## Activity
A word-for-word copy of the following listing is needed. Leave out its images.

((

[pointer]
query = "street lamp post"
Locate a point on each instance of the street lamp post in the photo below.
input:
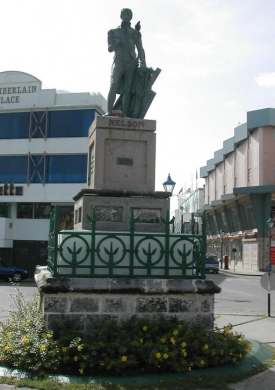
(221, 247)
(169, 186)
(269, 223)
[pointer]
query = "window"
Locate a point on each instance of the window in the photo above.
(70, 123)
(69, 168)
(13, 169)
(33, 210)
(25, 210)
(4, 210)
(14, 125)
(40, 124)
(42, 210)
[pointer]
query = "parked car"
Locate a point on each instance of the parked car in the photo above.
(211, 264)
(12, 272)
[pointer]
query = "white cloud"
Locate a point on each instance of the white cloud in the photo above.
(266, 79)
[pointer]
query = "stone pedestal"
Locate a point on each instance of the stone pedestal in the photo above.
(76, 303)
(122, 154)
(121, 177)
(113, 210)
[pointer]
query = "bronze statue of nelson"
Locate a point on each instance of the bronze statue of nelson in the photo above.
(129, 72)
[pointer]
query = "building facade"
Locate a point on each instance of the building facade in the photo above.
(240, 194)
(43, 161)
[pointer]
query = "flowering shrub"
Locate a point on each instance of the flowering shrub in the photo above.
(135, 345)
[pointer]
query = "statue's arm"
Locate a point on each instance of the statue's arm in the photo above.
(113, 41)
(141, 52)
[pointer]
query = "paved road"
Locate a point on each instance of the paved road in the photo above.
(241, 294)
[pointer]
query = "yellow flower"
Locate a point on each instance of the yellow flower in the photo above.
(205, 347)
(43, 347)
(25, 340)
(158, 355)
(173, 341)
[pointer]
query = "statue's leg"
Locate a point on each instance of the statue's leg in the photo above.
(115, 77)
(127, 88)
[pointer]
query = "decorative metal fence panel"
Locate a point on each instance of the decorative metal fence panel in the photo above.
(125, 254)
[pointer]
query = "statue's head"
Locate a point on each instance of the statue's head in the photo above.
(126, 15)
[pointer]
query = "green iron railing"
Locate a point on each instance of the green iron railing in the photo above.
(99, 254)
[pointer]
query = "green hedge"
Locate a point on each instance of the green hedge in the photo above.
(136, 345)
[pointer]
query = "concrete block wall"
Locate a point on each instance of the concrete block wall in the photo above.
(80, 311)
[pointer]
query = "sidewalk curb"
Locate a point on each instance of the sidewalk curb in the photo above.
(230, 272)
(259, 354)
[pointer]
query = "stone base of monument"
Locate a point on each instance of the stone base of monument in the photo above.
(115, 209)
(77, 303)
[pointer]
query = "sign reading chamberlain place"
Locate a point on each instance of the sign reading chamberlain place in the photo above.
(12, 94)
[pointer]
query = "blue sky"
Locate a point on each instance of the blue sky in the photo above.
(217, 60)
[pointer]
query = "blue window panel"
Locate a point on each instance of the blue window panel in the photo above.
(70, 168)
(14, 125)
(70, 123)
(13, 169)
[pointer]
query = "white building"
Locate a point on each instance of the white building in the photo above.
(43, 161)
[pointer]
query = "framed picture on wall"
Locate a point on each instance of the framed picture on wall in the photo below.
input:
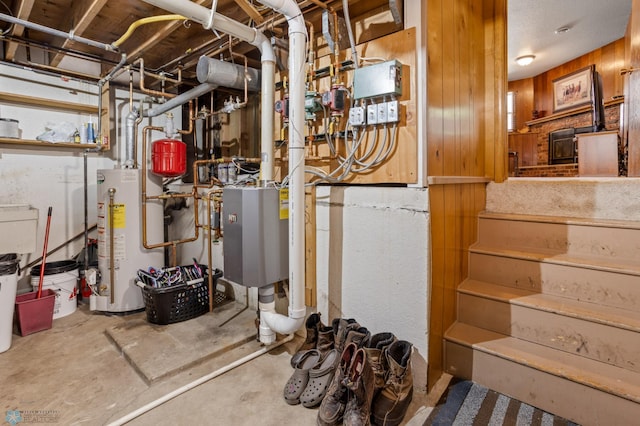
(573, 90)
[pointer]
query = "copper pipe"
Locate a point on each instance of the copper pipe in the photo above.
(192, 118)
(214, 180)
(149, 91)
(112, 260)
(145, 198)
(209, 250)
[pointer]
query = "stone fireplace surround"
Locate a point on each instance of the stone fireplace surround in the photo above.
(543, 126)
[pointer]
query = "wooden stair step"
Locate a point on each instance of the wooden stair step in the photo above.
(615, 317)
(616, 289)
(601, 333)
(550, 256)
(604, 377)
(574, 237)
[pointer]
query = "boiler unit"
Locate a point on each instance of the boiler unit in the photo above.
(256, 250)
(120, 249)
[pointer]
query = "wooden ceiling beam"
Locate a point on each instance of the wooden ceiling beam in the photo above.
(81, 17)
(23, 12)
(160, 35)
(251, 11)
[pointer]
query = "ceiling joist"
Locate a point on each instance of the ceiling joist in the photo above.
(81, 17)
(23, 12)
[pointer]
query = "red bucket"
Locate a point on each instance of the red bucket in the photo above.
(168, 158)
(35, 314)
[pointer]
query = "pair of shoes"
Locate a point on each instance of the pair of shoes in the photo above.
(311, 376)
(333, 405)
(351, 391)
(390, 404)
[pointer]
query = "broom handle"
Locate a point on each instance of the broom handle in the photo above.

))

## Solution
[pointer]
query = "street lamp post"
Locate a point on each instance of the street lamp post in the photo below.
input:
(221, 247)
(169, 186)
(269, 223)
[pointer]
query = "window"
Locate a point on each instance of the window in the photo above.
(70, 123)
(69, 168)
(13, 169)
(33, 210)
(25, 210)
(4, 210)
(14, 125)
(40, 124)
(42, 210)
[pointer]
query = "parked car"
Locate a point on each instance of the parked car in the photo above.
(211, 264)
(12, 272)
[pointer]
query = "white cloud"
Locate a point on each instance of the white cloud in the photo above.
(266, 79)
[pointer]
query = "stone pedestal"
Locate a point on each instance of the stone pedestal in the photo above.
(76, 303)
(122, 154)
(121, 177)
(113, 210)
[pointer]
query = "bronze statue of nelson"
Locate a point on each instance of the bronze statue of nelson in the photo above.
(129, 72)
[pointer]
query = "building facade"
Locate a point on each instance of the building facade in the photo above.
(240, 194)
(43, 161)
[pointer]
query = "flowering shrub"
Locate a point on each instance of the flowering shrub in the photo above.
(135, 345)
[pointer]
query = "statue's arm"
Locate a point on each instance of the statue's arm in the photo above.
(113, 41)
(141, 52)
[pointer]
query = "paved road"
Locate a point on each instance of the paved road in the photo above.
(241, 294)
[pointer]
query = "yellow flower"
Locate a point on each instance of the yellow flower in the photo above.
(205, 347)
(43, 347)
(25, 340)
(158, 355)
(173, 341)
[pointer]
query = "statue's leg"
Locate a point on each instance of the statue's leg in the photo above.
(115, 77)
(127, 88)
[pointer]
query = "decorative metal fence panel"
Locate a point on each instance of the decorative metal fence panel in the photo above.
(125, 254)
[pointer]
query = "statue's head"
Locate a point on each instance of the statue's head in the photo above.
(126, 15)
[pointer]
query = "green iron railing"
Locate a point on each instance of the green iron railing in the photo above.
(99, 254)
[pointer]
query = "green hedge"
Locate a point on each instance of the green hedge in the photo above.
(136, 345)
[pointer]
query = "concrete block wall"
Locate a point on each instance of the concrete block wall in the photo above.
(80, 311)
[pointer]
query = "sidewalk curb"
Locate a point on each instance of the sidewalk curb in the photo above.
(230, 272)
(259, 354)
[pointer]
query = "stone base of monument"
Locate a point on each instance of the stone base of monument in the photo above.
(115, 209)
(77, 303)
[pointer]
query = "sign reading chamberlain place"
Locate a point on each instance of the sign reading chamberlain place in the photo above.
(12, 94)
[pointer]
query = "blue sky"
Locate a point on each instance of the blue sky in the photo above.
(217, 60)
[pointer]
query = "blue window panel"
Locate a point on each instance of the blue window panel in the photo above.
(70, 168)
(14, 125)
(70, 123)
(13, 169)
[pointer]
query = "white building"
Locate a point on each instance of the white building in the photo above.
(43, 161)
[pointer]
query = "framed picture on wall"
Locate a point on each instance of the framed picture on wall in the photo below.
input:
(573, 90)
[pointer]
query = "copper pipe"
Locate a point on each instance of the copper pipe in the photo above.
(192, 118)
(214, 180)
(149, 91)
(112, 260)
(145, 198)
(209, 250)
[pointer]
query = "stone fireplace surround"
Locate a point on each instance of the stone fireplace surround in the photo above.
(543, 126)
[pointer]
query = "wooden stair step"
Locate a point on each instance of the wooden stair step in the photo above.
(615, 317)
(616, 289)
(601, 333)
(550, 256)
(604, 377)
(574, 237)
[pointer]
query = "boiler unit"
Locate a point on each instance of the boiler unit in the photo above.
(256, 250)
(120, 249)
[pointer]
query = "wooden ceiling beam"
Locate a point on each instance of the wooden ceiling beam in the photo above.
(81, 17)
(23, 12)
(160, 35)
(251, 11)
[pointer]
query = "ceiling joist"
Locate a point on each instance of the ceiling joist in the photo above.
(81, 17)
(23, 12)
[pointer]
query = "red bucket"
Locate a point on each instance of the red bucket in the photo above.
(168, 158)
(35, 314)
[pointer]
query = "pair of shoes"
Locate a point on each instance of the pair of shoes in the photo above.
(311, 376)
(333, 405)
(351, 391)
(390, 404)
[pointer]
query = "broom handle"
Locate a point on each instance of the broom handle in the photo above.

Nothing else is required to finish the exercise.